-- Information shown start --

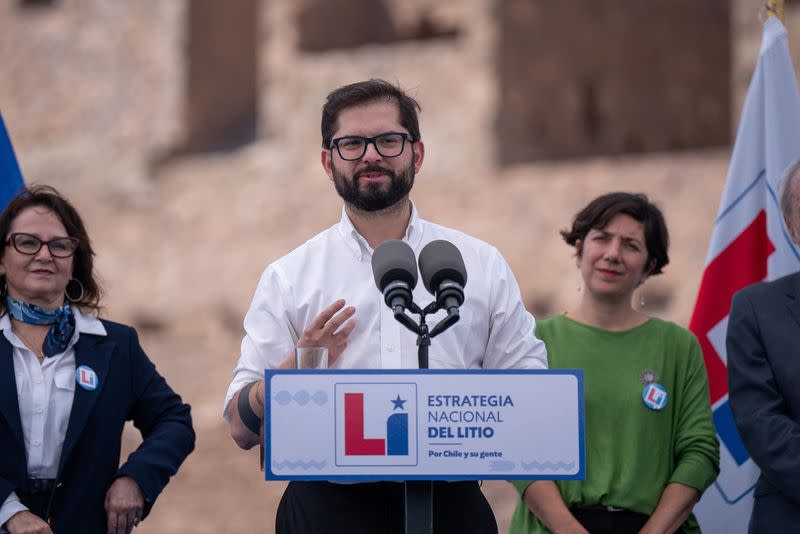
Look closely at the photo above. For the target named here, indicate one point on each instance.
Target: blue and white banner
(10, 175)
(749, 244)
(433, 424)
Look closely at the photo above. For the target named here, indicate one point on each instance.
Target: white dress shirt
(495, 330)
(44, 396)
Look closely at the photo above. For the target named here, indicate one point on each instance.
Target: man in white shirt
(323, 294)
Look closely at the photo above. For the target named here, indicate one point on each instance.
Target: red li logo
(356, 444)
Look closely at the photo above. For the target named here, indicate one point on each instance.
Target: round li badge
(654, 396)
(86, 378)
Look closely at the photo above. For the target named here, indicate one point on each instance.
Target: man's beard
(375, 196)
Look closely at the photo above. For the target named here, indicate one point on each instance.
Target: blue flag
(10, 175)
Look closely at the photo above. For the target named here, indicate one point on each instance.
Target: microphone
(444, 274)
(395, 270)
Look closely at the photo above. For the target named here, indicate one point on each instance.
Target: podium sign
(424, 425)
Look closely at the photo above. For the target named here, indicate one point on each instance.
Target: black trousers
(378, 507)
(599, 520)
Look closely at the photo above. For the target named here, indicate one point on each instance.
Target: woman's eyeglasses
(60, 247)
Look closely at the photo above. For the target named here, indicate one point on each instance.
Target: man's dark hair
(601, 210)
(82, 262)
(368, 92)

-- Information shown end --

▸ Given exercise:
Copy every line above word for word and exclude the pictures.

▸ Answer to the exercise:
Look closely at the photo above. For the target named here, indicate one point on each instance.
Target: blue and white banner
(10, 175)
(749, 244)
(433, 424)
Look closely at the photo above. For the target named here, indicate one point on each instance.
Target: white dress shirt
(495, 330)
(44, 396)
Look closely at the photo above. For the target named here, indicate one point on each instance.
Target: man in white shirt
(323, 294)
Look closely at the photo above. For the target named here, indicate one point on each instance.
Target: red li logo
(356, 444)
Look closely at the photo above. For the target named here, indicate one point on each instance.
Target: round li badge
(654, 396)
(86, 378)
Look closely at the photo above. For the target named here, indicate one point on each instance.
Target: man's beard
(375, 196)
Look closely at the photo above. For the target named here, indicate one point on each instance.
Target: blue flag
(10, 175)
Look closely at the photo above. For the target named here, indicate one point on each instance.
Target: microphone
(444, 274)
(395, 270)
Look closely at the photo above. For the target named here, indicate one point on each instance.
Target: podium sign
(424, 425)
Look closely at the photo above. For the target named here, indicate one point on each instance.
Target: black trousers
(378, 507)
(599, 520)
Look closely at the photo above. For the target named here, indicate one point on each instance.
Target: woman's eyeglasses
(60, 247)
Look closely at the photo above. For the target named here, indicate one point on each instance.
Target: man's dark hair
(601, 210)
(82, 262)
(368, 92)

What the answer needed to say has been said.